_Aim of the exercise_
Produce an exact copy of the lines from the line that contains "A point falls on each instance of the snow-covered pine" to the end of the listing below.

○ ○ ○ ○

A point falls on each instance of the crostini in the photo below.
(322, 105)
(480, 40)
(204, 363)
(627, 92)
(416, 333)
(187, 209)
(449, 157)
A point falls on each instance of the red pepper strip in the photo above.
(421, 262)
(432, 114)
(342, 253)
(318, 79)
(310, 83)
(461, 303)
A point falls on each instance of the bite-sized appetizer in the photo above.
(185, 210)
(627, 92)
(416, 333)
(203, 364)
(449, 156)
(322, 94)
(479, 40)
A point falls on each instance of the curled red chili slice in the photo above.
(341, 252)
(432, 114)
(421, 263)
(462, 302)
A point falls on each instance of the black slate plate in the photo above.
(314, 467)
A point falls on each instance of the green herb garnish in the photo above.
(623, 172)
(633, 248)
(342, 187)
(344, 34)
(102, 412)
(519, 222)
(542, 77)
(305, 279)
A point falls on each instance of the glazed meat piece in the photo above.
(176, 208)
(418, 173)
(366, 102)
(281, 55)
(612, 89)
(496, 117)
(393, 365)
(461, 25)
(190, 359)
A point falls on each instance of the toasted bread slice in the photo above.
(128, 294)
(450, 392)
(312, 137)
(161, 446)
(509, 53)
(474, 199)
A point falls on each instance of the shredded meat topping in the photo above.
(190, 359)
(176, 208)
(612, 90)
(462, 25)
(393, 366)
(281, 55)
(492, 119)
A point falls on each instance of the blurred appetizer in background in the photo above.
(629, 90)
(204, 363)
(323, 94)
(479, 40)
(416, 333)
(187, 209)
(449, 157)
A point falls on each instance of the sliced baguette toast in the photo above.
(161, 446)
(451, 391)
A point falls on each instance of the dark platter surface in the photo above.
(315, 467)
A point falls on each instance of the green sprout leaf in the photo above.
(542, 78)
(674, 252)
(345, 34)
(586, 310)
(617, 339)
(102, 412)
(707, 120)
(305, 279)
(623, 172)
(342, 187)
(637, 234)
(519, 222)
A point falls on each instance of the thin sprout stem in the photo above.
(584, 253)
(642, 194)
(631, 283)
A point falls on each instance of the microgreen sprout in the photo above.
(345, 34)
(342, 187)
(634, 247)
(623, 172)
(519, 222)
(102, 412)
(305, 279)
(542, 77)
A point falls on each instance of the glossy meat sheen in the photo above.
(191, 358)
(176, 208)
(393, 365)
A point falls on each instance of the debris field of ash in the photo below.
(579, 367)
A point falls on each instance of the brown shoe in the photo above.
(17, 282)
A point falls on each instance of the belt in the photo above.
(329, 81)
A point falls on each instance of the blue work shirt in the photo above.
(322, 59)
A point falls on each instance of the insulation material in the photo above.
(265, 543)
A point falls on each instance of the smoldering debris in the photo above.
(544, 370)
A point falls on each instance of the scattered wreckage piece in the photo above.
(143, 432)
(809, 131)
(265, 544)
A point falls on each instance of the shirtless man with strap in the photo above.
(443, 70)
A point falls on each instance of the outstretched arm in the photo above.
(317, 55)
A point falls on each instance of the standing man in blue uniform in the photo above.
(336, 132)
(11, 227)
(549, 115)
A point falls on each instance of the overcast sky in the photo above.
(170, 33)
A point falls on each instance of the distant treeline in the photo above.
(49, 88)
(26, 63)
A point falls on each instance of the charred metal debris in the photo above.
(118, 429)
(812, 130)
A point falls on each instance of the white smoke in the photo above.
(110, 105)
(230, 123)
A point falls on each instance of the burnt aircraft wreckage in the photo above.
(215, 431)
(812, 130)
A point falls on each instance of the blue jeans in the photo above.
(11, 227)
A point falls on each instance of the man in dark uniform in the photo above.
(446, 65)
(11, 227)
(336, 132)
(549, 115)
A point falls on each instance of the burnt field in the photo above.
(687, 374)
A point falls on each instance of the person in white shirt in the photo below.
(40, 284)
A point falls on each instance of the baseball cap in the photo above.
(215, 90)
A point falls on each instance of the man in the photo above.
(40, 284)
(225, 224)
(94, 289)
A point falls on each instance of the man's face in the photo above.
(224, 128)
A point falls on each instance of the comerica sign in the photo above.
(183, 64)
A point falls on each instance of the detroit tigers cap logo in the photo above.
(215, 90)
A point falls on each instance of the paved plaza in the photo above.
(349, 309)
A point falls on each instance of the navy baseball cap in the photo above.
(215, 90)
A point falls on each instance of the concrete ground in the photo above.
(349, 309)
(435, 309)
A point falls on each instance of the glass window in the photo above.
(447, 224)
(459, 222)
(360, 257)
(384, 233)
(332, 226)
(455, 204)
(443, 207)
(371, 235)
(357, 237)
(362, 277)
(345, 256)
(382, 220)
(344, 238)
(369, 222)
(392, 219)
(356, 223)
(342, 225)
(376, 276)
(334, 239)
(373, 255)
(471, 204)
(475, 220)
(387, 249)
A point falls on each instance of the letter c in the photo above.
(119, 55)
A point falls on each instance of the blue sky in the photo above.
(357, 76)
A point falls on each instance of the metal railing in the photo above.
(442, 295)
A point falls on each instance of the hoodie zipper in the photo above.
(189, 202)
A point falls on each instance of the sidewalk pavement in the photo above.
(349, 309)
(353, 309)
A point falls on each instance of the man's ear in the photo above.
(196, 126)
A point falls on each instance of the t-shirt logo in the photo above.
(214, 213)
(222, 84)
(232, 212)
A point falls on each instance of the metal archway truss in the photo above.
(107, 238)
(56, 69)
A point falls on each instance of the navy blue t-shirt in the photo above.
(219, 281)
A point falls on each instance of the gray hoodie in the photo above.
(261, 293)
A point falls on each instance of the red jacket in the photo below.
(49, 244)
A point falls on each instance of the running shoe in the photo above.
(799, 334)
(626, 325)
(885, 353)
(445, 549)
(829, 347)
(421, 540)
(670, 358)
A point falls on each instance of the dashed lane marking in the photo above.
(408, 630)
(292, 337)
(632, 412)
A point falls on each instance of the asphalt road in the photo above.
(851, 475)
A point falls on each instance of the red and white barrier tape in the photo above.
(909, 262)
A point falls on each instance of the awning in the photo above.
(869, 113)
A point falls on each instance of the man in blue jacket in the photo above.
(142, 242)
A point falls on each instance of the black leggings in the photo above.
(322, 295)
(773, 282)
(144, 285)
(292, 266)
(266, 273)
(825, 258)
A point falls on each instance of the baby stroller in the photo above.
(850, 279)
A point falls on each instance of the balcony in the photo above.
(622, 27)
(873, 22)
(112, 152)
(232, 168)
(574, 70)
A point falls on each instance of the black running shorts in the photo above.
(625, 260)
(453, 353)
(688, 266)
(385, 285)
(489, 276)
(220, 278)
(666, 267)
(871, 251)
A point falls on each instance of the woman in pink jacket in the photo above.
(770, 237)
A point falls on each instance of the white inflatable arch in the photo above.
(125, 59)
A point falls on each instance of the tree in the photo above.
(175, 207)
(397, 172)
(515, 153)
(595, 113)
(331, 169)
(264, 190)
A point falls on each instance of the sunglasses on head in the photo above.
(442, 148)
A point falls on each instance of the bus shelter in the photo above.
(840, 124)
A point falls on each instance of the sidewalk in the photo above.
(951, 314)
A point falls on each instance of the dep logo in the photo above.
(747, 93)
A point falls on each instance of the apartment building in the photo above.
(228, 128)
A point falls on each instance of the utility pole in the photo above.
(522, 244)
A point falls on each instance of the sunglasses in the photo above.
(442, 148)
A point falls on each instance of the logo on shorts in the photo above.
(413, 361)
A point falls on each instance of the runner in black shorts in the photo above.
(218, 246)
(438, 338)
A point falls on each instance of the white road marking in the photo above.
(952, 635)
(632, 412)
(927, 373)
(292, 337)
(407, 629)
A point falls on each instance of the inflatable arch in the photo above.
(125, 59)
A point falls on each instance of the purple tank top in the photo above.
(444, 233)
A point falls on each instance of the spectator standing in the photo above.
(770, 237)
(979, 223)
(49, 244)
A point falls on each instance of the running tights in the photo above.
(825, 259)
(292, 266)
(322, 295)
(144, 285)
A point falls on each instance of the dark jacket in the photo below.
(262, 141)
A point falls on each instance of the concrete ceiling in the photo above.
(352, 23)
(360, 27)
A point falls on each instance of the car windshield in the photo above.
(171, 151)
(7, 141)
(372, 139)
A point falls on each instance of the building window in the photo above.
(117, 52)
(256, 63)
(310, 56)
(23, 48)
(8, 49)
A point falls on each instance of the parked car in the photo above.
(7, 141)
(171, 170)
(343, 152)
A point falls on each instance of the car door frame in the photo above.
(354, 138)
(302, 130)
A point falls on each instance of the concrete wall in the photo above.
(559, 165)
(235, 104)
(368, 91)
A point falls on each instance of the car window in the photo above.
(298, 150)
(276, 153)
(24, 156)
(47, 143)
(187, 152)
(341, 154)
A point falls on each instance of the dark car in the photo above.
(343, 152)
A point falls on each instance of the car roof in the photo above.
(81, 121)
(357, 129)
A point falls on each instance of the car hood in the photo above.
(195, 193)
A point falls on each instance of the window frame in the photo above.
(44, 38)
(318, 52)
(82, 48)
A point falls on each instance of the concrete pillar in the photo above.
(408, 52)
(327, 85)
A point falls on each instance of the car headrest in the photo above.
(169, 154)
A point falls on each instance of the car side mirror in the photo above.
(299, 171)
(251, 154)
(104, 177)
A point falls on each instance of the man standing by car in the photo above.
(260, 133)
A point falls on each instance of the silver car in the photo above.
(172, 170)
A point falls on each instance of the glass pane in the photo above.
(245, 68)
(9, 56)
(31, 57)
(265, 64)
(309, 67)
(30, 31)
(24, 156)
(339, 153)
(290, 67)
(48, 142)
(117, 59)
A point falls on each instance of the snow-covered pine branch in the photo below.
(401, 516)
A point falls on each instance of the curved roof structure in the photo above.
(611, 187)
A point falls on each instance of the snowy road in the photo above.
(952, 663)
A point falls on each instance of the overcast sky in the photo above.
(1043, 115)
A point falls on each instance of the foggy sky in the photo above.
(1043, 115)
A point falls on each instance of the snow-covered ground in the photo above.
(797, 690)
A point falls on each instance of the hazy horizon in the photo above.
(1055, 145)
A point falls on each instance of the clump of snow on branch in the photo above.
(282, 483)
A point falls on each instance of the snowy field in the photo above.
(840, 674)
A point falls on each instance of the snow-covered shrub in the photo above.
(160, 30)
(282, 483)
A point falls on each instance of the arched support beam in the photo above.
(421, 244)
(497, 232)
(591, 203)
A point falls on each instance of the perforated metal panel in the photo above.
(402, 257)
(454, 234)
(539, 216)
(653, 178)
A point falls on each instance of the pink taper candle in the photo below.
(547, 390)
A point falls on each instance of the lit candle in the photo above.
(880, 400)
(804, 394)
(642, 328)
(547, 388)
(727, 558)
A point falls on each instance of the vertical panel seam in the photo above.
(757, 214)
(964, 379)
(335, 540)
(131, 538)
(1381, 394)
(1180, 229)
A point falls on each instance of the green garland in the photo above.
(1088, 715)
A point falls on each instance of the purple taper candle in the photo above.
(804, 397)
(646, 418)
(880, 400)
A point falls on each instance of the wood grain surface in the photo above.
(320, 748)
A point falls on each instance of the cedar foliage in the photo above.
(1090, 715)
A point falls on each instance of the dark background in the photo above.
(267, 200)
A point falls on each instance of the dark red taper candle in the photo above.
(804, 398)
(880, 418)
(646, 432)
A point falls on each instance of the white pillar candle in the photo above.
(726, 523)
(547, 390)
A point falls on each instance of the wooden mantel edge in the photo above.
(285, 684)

○ ○ ○ ○

_Problem solution_
A point falls on each instance of the snow-covered pine branch in the photo below.
(401, 516)
A point falls on each instance of the curved roof structure in the photo above.
(611, 187)
A point falls on each instance of the snowy road in the photo above.
(952, 663)
A point falls on each instance of the overcast sky in the photo above.
(1043, 115)
A point falls on each instance of the foggy sky in the photo above.
(1043, 115)
A point falls on each instance of the snow-covered ground in the photo above.
(797, 690)
A point falls on each instance of the hazy horizon in the photo above.
(1055, 145)
A point falls on each instance of the clump of snow on branch in the photo above.
(282, 483)
A point falls on each instance of the snowy field in the photo above.
(840, 674)
A point falls on each instance of the snow-covered shrub in the photo above.
(160, 30)
(282, 483)
A point falls on each instance of the arched support beam in the photo above.
(421, 244)
(497, 232)
(591, 203)
A point falls on each instance of the perforated metal panel in the photo above.
(402, 257)
(454, 234)
(539, 216)
(653, 178)
A point falls on each instance of the pink taper candle in the photo below.
(547, 390)
A point falls on each instance of the lit candle in the photo above.
(880, 400)
(804, 394)
(642, 328)
(547, 388)
(727, 558)
A point falls on each instance of the vertical panel seam in the photo above.
(757, 214)
(964, 379)
(335, 540)
(131, 538)
(1381, 394)
(1180, 229)
A point falls on each instance of the green garland in the photo above.
(1088, 715)
A point falls on each instance of the purple taper candle in the photo above.
(804, 397)
(646, 418)
(880, 400)
A point falls on each instance of the wood grain surface in the photo above.
(320, 748)
A point falls on each instance of the cedar foliage in the photo above.
(1090, 715)
A point falls on each instance of the dark background in the photo above.
(267, 200)
A point falls on each instance of the dark red taper candle in the photo above.
(804, 398)
(880, 418)
(646, 432)
A point falls on each instance of the white pillar candle in the photo above.
(726, 523)
(547, 390)
A point falls on each instance of the wooden mantel edge in the photo above.
(285, 684)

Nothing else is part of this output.